What you should do => Drop every picture, then transcribe the remaining data exactly.

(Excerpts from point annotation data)
────

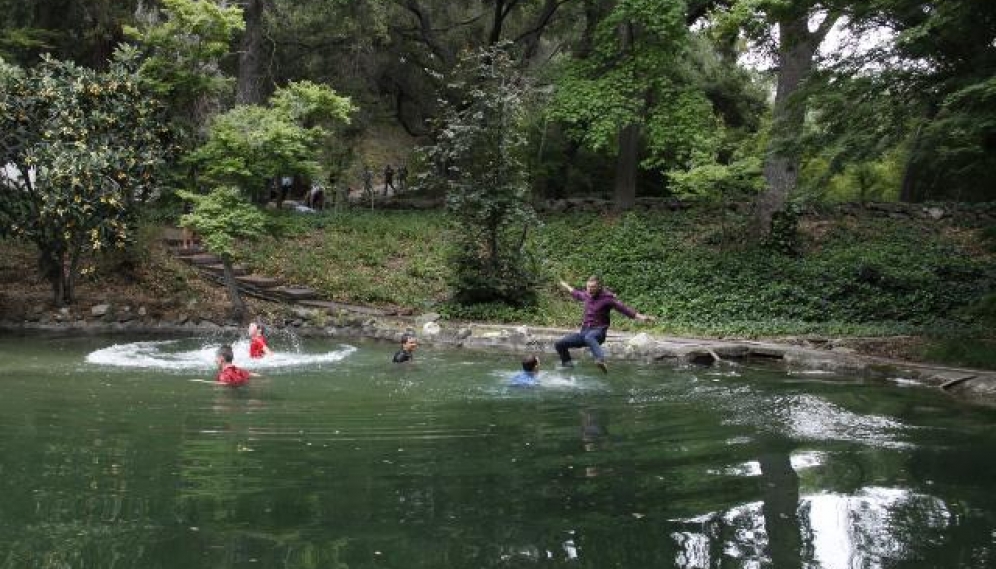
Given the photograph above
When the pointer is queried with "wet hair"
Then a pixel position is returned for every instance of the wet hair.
(226, 353)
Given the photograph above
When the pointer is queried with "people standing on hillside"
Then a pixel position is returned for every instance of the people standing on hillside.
(402, 178)
(367, 176)
(228, 373)
(388, 179)
(257, 342)
(598, 302)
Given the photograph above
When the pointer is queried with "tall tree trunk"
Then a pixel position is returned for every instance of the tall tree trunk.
(796, 48)
(238, 303)
(250, 79)
(624, 191)
(908, 190)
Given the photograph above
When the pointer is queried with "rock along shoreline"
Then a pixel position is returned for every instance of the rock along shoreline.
(967, 385)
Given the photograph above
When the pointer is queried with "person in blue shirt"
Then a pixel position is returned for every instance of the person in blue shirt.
(529, 375)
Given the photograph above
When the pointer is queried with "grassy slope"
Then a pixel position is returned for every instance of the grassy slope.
(855, 276)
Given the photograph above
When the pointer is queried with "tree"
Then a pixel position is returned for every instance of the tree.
(927, 91)
(80, 150)
(784, 28)
(184, 44)
(83, 31)
(250, 145)
(627, 91)
(251, 90)
(222, 218)
(480, 165)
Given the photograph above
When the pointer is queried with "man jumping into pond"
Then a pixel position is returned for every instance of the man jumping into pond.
(598, 302)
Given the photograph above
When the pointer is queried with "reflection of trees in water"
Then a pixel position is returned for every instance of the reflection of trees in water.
(871, 528)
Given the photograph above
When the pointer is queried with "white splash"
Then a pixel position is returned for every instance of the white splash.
(170, 355)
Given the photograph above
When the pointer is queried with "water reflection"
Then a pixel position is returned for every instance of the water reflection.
(875, 527)
(359, 465)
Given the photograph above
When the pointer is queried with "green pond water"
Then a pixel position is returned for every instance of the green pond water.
(113, 455)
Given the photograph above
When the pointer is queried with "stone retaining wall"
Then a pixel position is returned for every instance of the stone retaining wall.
(978, 387)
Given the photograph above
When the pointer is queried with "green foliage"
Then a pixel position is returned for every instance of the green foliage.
(363, 257)
(250, 145)
(184, 46)
(85, 148)
(865, 276)
(223, 219)
(710, 182)
(783, 237)
(480, 152)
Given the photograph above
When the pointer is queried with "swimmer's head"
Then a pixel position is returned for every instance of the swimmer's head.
(225, 354)
(408, 342)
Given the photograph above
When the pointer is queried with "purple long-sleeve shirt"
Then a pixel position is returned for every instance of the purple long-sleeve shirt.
(597, 308)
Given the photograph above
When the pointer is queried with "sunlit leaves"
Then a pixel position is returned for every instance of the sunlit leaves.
(249, 145)
(478, 160)
(222, 218)
(82, 148)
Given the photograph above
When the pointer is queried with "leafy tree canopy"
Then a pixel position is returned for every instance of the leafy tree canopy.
(81, 148)
(250, 145)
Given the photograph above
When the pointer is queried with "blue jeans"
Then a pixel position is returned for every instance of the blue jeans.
(591, 337)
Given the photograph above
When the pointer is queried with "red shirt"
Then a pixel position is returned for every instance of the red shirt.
(233, 376)
(257, 347)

────

Response =>
Given the photograph above
When the pointer is queried with "wet hair"
Then a pixel position is returned for every instance of the wet hair.
(226, 353)
Given the photograph above
When the pointer is queried with "people standing on hillside"
Then a pixel position is returned for every instance of the people standing on hillside.
(402, 178)
(367, 176)
(228, 373)
(388, 179)
(257, 342)
(598, 302)
Given the photograph above
When the pointer is queried with "tall tree trunk"
Then a pixel position is returned for every instance of the tall tree trunk.
(796, 48)
(238, 303)
(250, 79)
(624, 191)
(908, 190)
Given the photograph above
When the pointer is queried with "rock along shoreline"
Then a pixel position is returned for every instance of the rock along shoreline.
(967, 385)
Given the photograph above
When the pointer is queried with "person in blue shirt"
Then a pixel position is returned for every instance of the person in blue shirt.
(529, 375)
Given the photograph above
When the pointer is queried with "grassy slope"
Then a pixel position is returned for every instance of the grassy slope.
(855, 276)
Given the photograph above
When the pointer is queried with "tree"
Then a pixel position is returned for every instance of the tree.
(927, 91)
(80, 150)
(784, 28)
(184, 44)
(83, 31)
(250, 145)
(627, 91)
(251, 90)
(222, 218)
(480, 165)
Given the photograph above
When the pointer is queried with "man jumping into pond"
Then a pixel position is returned for every instance of the man jumping into pond.
(598, 302)
Given the photograph above
When the pointer is queried with "reflection of trees in water"
Then a pixel position is returned for every instance of the reflection of trees in water.
(871, 528)
Given the photograph above
When the pointer is queried with "white splash"
Then a pixel position is returned for every instance of the white splash.
(170, 355)
Given the photograph above
When the pointer is queried with "water reflection"
Then a pixel position is returned for every instance of the water reflection.
(875, 527)
(359, 465)
Given the photograph above
When the pointer is queried with "green pond water"
Then a pixel position is returned for every instance of the green pond water.
(113, 455)
Given the photograph above
When the pointer is queried with "stone retaining wall"
Then a pixel position is returned for every instance of the stone retaining wall.
(978, 387)
Given the photograph above
When the pointer is queried with "green foliage"
Then a pixel position is returned for every instance of the green foliage.
(363, 257)
(250, 145)
(184, 46)
(85, 148)
(865, 276)
(223, 219)
(710, 182)
(783, 237)
(480, 152)
Given the photograph above
When the pointer is queried with "swimmer's head"
Then a pixel position is returned for every instance of the swimmer's head.
(225, 354)
(408, 342)
Given the photograph above
When the pointer is queried with "purple long-sleeve shirt"
Then a pixel position is returned for every instance of the purple long-sleeve shirt.
(597, 308)
Given the photograph above
When the pointer is queried with "sunlit leaves"
Then a pixel position is returned for every instance of the sunlit leaves.
(249, 145)
(478, 160)
(222, 218)
(82, 148)
Given the photograph above
When the pointer is queried with "leafy tree canopy"
Then a pixel position is returned for every instance of the leafy tree canopy.
(81, 148)
(250, 145)
Given the photograph above
When the pointer is queried with "blue jeans"
Then a pixel position is returned for every instance of the blue jeans.
(591, 337)
Given the photograph above
When the pointer is queried with "red shirt"
Then a pixel position is returned for every instance of the red shirt.
(233, 376)
(257, 347)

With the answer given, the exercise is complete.